● **Short task**
Skip the images and copy each record exactly as written.

● **The records**
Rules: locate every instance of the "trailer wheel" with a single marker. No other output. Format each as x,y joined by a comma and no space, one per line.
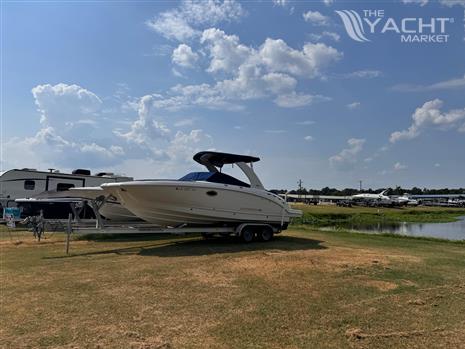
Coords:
265,234
207,236
247,234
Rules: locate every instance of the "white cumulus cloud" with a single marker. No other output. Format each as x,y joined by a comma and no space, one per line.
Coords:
347,158
430,115
183,23
353,105
184,56
398,166
316,18
61,103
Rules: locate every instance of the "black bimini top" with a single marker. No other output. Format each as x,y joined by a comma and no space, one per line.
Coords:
214,177
220,159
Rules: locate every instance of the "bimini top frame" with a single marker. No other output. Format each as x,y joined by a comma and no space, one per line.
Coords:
213,160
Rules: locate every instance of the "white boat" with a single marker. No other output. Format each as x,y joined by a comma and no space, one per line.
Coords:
205,198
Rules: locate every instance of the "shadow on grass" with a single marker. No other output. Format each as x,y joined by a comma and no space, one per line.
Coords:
176,247
202,247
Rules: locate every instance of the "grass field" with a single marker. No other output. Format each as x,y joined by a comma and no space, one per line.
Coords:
331,215
305,289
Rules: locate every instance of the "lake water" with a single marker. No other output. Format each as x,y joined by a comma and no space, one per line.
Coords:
451,230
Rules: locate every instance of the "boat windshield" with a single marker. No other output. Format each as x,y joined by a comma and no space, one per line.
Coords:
214,177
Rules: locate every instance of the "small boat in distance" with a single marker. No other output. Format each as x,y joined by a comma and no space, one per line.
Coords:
205,198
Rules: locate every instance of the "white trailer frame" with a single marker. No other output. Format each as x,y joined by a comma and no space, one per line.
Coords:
247,231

● **Result for this task**
Rules: locate every instance of the "trailer wheel" with a single marker. No other output. Format each as x,y joined by a comma and no space, one per line.
Coords:
265,234
207,236
247,234
Rules: locate every instance of the "white cumulus cloud" with a single marker. No other output. Format each as x,y joined by a comma and no space, one per line.
Coords:
347,158
430,115
183,23
353,105
184,56
398,166
316,18
61,103
Rules: locate every instance of the "black bimini top" with a single marker. No other output. Format each as x,y joined by a comma and no space, one per line.
Coords:
214,177
220,159
Rules: locate every instance of the "bimini top frame" with a single marker. No other output. Format each as x,y joined by a comma and no space, one per line.
Coords:
213,160
Rules: locate every instance of the "white boat" with a single marker. No other output. Format each as x,y joined by a comma and no space, one per line.
Coords:
205,198
Rules: locate every instance of the "shadow on grass" with a single marker. No other output. Format each as x,y joined by a comma and no space, one per line.
Coords:
176,247
202,247
Rules: locate every instance of the "grass field" with a single marker. No other output. Format each as x,y joined by a comma and no space, one per line.
Coords:
331,215
305,289
Rules: locate every instance of the "lake water" with a single marker. No other output. Format each as x,y joined by a comma and no space, one per line.
Coords:
451,230
Rules: locate every instance of the "boat windshield" with a single marker. No other output. Format each as x,y joined by a comma and no space, one per line.
Coords:
214,177
Rules: locate every instance of the "small boat in distance" with a single marker. No other output. Format each as x,y joined by a comma and no space, one per line.
Coords:
205,198
Rules: locate every instance of the "white trailer frame" with a single marker. No other output. Format each as x,y joined by a comma and no space, one per line.
Coords:
247,231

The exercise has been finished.